TEXT EXCERPT —
— BEGIN —
Photography: Adam Faraday

Safetyword

It's always nice to be granted the opportunity to give props to music-makers from some of the less celebrated nooks of the planet. Y'know, push aside the same old faces from the same old places. Safetyword originated on the Isle Of Man, which is – granted – part of the British Isles, but when was the last time it spawned a band featured in Plan B? Or anywhere?

Anyway, the band moved to Bristol some time after releasing their first EP in 2003, where they have flourished amid a scene of creative and art-proud musicians. "You could be cynical and think that the Bristol scene – as we know it – is false or affected because it lurks so left of middle, but it just isn’t. It's honest music and that’s why it works," asserts Rob Smith, vocalist, guitarist and lyricist in the quartet. In truth, Safetyword could have moved between any two points on the globe and this would still sound like gleefully displaced, geography-skiving music.

Safteyword's sound jigs, hot coals-style, at the point (of a guitar) where the poppy end of prog and the proggy end of pop meet. Captain Beefheart seems to get mentioned fairly regularly but, as is usually the case, that's less because they sound like him and more because it's the default reference point for dem goldarned semi-improv oddballs, who don't even have the common decency to let us understand what their songs are about.

There are certainly names worth tossing around, though: Deerhoof, The Red Krayola, Thinking Fellers Union Local 282, Robert Wyatt and his broad legacy, The Cardiacs, Ivor Cutler. Things endemic to the American underground rubbing up against things dubbed 'inherently British', whatever that means. Put your flags away – forever.
— END —
YOUR INSTRUCTIONS —
According to the Safetyword profile, in what year did the band release its first EP? The data that comes next is separate material, unrelated to the text.

(Labeled point records)
— BEGIN —
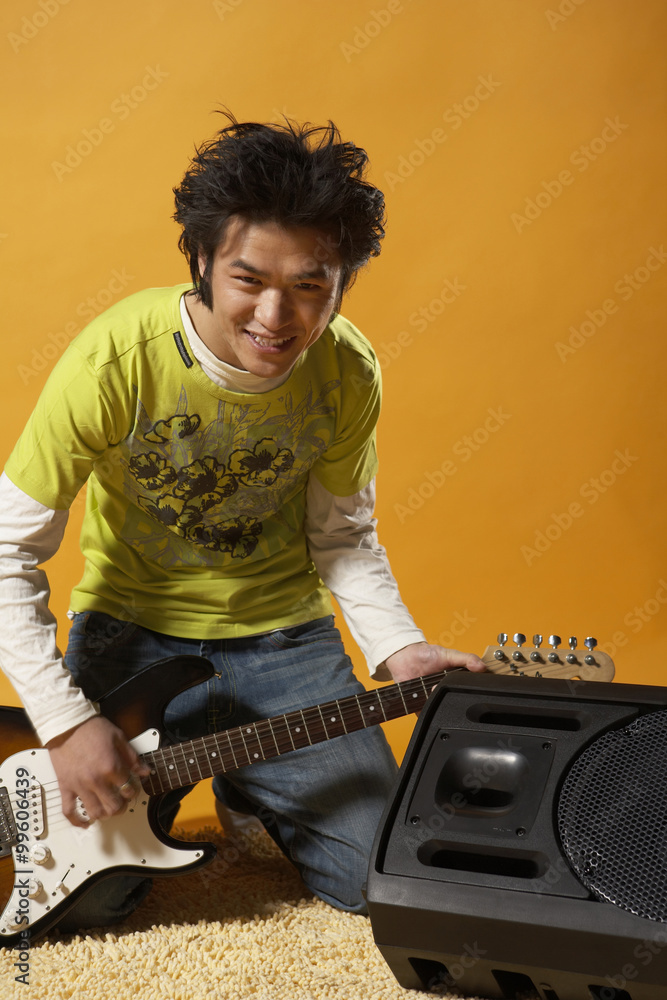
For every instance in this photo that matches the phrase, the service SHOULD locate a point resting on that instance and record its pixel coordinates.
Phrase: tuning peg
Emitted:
(519, 638)
(502, 639)
(590, 643)
(554, 642)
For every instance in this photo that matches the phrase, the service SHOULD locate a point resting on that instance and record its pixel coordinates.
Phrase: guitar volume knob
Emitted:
(35, 888)
(39, 854)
— END —
EXERCISE RESULT —
2003